Pick out and copy each line in the records that contains the word "every". Match case exactly.

→ **LISTING**:
START
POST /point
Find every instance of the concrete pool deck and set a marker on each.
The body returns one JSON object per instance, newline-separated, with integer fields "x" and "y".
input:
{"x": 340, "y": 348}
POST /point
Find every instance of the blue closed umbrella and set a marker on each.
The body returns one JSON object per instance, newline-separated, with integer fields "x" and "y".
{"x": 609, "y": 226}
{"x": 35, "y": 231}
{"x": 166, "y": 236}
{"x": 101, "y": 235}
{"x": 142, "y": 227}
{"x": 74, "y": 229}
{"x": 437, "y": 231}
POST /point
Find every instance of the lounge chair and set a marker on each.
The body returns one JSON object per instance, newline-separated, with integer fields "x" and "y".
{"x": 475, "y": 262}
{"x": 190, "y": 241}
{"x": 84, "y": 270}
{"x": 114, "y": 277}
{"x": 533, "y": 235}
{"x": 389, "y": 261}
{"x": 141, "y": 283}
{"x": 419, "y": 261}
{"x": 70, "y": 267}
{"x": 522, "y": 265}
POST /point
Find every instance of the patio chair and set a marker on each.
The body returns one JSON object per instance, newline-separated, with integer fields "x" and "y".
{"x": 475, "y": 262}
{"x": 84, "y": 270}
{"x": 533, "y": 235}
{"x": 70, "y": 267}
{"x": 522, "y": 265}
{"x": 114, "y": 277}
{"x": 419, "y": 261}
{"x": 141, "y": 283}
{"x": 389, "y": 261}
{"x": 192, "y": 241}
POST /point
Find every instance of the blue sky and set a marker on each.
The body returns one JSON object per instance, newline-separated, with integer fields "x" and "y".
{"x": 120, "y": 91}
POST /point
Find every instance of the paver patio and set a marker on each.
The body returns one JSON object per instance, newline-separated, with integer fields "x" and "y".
END
→ **EXERCISE ANSWER**:
Find every instance of the concrete pool deck and set a marker on each.
Find every instance of the blue closed umbrella and set a marker on each.
Find every instance of the lounge chair and set a marker on each.
Find every instance of the patio chair and set a marker on each.
Find every instance of the blue sky and set a marker on each.
Find every instance of the paver patio and set a marker on each.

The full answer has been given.